● Task instructions: Please reproduce the listing below word for word, keeping every line as it stands.

● Stored records:
§

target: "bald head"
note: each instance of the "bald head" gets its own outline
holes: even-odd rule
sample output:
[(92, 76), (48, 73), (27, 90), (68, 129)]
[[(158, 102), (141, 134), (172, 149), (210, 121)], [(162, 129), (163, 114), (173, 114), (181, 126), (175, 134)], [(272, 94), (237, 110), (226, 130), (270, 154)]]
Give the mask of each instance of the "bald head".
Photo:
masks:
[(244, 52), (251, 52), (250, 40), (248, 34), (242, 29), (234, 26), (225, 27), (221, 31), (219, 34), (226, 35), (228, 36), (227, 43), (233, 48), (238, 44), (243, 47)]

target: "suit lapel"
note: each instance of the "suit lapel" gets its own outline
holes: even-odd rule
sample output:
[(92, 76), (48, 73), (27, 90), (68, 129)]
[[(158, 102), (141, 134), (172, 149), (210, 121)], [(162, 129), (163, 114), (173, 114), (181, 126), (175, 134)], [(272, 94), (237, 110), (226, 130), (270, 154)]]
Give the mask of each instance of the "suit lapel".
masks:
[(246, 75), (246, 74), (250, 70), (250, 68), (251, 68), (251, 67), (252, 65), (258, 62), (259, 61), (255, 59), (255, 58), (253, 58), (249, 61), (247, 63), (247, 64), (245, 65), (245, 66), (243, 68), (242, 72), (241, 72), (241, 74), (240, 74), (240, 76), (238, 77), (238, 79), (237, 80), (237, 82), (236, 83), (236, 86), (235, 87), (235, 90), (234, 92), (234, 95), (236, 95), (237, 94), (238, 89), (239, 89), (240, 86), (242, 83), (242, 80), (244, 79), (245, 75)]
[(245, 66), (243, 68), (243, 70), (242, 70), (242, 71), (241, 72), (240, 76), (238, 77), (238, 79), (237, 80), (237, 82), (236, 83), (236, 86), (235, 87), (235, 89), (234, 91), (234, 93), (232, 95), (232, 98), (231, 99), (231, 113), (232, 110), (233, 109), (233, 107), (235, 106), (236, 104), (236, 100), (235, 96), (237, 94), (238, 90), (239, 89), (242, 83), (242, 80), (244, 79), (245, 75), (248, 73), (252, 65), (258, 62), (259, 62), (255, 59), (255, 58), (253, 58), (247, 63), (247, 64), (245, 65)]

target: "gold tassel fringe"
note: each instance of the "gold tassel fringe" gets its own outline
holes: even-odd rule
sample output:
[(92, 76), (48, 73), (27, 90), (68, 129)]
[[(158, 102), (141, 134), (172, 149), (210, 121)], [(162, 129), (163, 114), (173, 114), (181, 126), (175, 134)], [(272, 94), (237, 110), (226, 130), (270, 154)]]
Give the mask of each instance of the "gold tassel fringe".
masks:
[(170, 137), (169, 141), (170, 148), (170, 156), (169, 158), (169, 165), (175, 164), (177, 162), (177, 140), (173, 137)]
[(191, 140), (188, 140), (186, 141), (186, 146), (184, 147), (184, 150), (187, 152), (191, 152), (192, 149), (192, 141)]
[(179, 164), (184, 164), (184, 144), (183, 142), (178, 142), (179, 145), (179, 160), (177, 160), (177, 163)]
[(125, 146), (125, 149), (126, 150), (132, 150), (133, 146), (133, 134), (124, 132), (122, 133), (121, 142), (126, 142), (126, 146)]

§

● Solution:
target: "bald head"
note: each instance of the "bald head" gets its own outline
holes: even-odd rule
sample output:
[(92, 76), (48, 73), (27, 90), (68, 129)]
[[(158, 102), (141, 134), (172, 149), (210, 121)], [(162, 129), (163, 114), (173, 114), (181, 126), (175, 134)], [(272, 94), (237, 110), (226, 130), (270, 154)]]
Give the mask of each instance of the "bald head".
Photo:
masks:
[(244, 52), (251, 52), (250, 40), (248, 34), (242, 29), (234, 26), (225, 27), (221, 31), (219, 34), (226, 35), (228, 36), (227, 43), (233, 48), (238, 44), (243, 47)]

target: "suit lapel"
note: each instance of the "suit lapel" gets its own outline
holes: even-odd rule
sample output:
[(92, 76), (48, 73), (27, 90), (68, 129)]
[[(158, 102), (141, 134), (172, 149), (210, 121)], [(162, 129), (163, 114), (173, 114), (181, 126), (175, 134)], [(272, 94), (237, 110), (226, 130), (270, 154)]]
Give the mask of each instance of the "suit lapel".
masks:
[(246, 75), (246, 74), (250, 70), (250, 68), (251, 68), (251, 67), (252, 65), (258, 62), (259, 61), (255, 59), (255, 58), (253, 58), (249, 61), (247, 63), (247, 64), (245, 65), (245, 66), (243, 68), (242, 72), (241, 72), (241, 74), (240, 74), (240, 76), (238, 77), (238, 79), (237, 80), (237, 82), (236, 83), (236, 86), (235, 87), (235, 90), (234, 92), (234, 95), (236, 95), (237, 94), (238, 89), (239, 89), (240, 86), (242, 83), (242, 80), (244, 79), (245, 75)]
[(245, 66), (243, 68), (243, 70), (242, 70), (242, 71), (241, 72), (240, 76), (238, 77), (238, 79), (237, 80), (237, 82), (236, 83), (236, 86), (235, 87), (235, 89), (234, 91), (234, 93), (232, 95), (232, 98), (231, 99), (231, 113), (232, 110), (233, 109), (233, 107), (235, 106), (236, 104), (236, 100), (235, 96), (237, 94), (238, 90), (239, 89), (242, 83), (242, 80), (244, 79), (245, 75), (248, 73), (252, 65), (258, 62), (259, 62), (255, 59), (255, 58), (253, 58), (247, 63), (247, 64), (245, 65)]

target: "gold tassel fringe"
note: each instance of the "gold tassel fringe" gets its own outline
holes: even-odd rule
sample output:
[(92, 76), (48, 73), (27, 90), (68, 129)]
[[(158, 102), (141, 134), (172, 149), (210, 121)], [(162, 129), (163, 114), (173, 114), (181, 126), (175, 134)], [(272, 94), (237, 110), (226, 130), (270, 154)]]
Give the mask of each instance of the "gold tassel fringe".
masks:
[(170, 137), (169, 141), (170, 148), (170, 156), (169, 158), (169, 165), (175, 164), (177, 162), (177, 140), (173, 137)]
[(191, 140), (188, 140), (186, 141), (186, 146), (184, 147), (184, 150), (187, 152), (191, 152), (192, 149), (192, 141)]
[(179, 164), (184, 164), (184, 144), (183, 142), (178, 142), (179, 145), (179, 160), (177, 160), (177, 163)]
[(125, 146), (125, 149), (126, 150), (132, 150), (133, 146), (133, 134), (124, 132), (122, 133), (121, 142), (126, 142), (126, 146)]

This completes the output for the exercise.